Copy out all of the data below with "place a marker" substituted for every occurrence of "drop a pin". Keep everything else the same.

• • • • • • •

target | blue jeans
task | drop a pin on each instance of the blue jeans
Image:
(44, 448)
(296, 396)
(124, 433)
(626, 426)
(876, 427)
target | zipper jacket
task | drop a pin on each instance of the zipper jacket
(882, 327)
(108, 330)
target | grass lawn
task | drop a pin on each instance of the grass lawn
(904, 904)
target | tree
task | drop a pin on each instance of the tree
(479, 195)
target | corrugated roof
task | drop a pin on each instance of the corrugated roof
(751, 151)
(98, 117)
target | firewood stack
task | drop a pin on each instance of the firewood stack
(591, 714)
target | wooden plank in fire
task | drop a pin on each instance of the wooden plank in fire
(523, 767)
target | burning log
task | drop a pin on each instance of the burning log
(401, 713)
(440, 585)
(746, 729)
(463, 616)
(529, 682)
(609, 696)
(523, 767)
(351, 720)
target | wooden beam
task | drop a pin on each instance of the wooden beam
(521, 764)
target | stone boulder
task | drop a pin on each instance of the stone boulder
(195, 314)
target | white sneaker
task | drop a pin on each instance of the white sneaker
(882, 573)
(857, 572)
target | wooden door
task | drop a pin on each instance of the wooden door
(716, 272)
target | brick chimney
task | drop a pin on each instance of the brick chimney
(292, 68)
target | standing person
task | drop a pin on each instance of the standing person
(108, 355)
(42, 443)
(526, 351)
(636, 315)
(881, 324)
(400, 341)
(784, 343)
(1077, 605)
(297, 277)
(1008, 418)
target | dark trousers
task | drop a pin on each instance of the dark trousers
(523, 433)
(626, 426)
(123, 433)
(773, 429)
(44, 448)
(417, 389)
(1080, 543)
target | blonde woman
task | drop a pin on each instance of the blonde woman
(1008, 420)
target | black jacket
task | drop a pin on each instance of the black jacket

• • • • • • •

*COMPLETE OUTPUT:*
target | blue jeans
task | place a marker on each instance of the blue jeans
Image:
(44, 448)
(296, 396)
(124, 433)
(626, 426)
(876, 427)
target | zipper jacket
task | place a marker on each instance of the zipper jacket
(882, 327)
(108, 330)
target | grass lawn
task | place a marker on each instance of the grass lawn
(904, 904)
target | tree
task | place a marker on each instance of the tree
(479, 195)
target | corrugated roof
task | place a marker on each instance of the corrugated roof
(751, 151)
(98, 117)
target | firewood stack
task | place a marker on each instance of the firewood stack
(591, 714)
target | wooden plank in fire
task | place a marker on each instance of the wooden plank in fire
(523, 767)
target | burning log
task | place a marker on each instance of the burning log
(401, 713)
(440, 585)
(746, 729)
(463, 616)
(529, 682)
(609, 696)
(523, 767)
(351, 720)
target | wooden beam
task | place a marker on each instance of the wooden beam
(521, 764)
target | stone boulder
task | place a marker on each instance of the stone boulder
(195, 314)
target | white sneaker
task | place a marker on each instance of the white sneaker
(882, 573)
(857, 572)
target | wooden door
task | place a marker on each instance of the wooden door
(716, 272)
target | brick chimney
task | place a marker on each instance of the brick chimney
(292, 68)
target | standing person
task | place a marker on each instance of the standing person
(108, 355)
(42, 443)
(526, 351)
(636, 315)
(881, 324)
(400, 341)
(784, 343)
(1077, 605)
(297, 277)
(1008, 418)
target | dark trousers
task | place a marker on each instance of the dark trousers
(523, 433)
(626, 426)
(123, 433)
(773, 429)
(44, 448)
(417, 389)
(1080, 543)
target | blonde woman
task | place a marker on each instance of the blonde woman
(1008, 420)
target | black jacket
task | place a marker on each instance of the black jacket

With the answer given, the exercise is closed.